Can you rewrite every line of the data below, comment lines included, and shift each coordinate in the answers by adding 37 to both numbers?
* Start THE RECORDS *
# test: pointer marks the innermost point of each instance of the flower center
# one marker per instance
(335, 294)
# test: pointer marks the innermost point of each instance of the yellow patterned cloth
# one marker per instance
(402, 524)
* End THE RECORDS *
● EXERCISE RESPONSE:
# test: pointer marks the innermost point of each instance of the flower center
# one marker per instance
(372, 331)
# test: pointer marks the innermost point of each instance of the yellow patterned cloth
# one marker per instance
(439, 561)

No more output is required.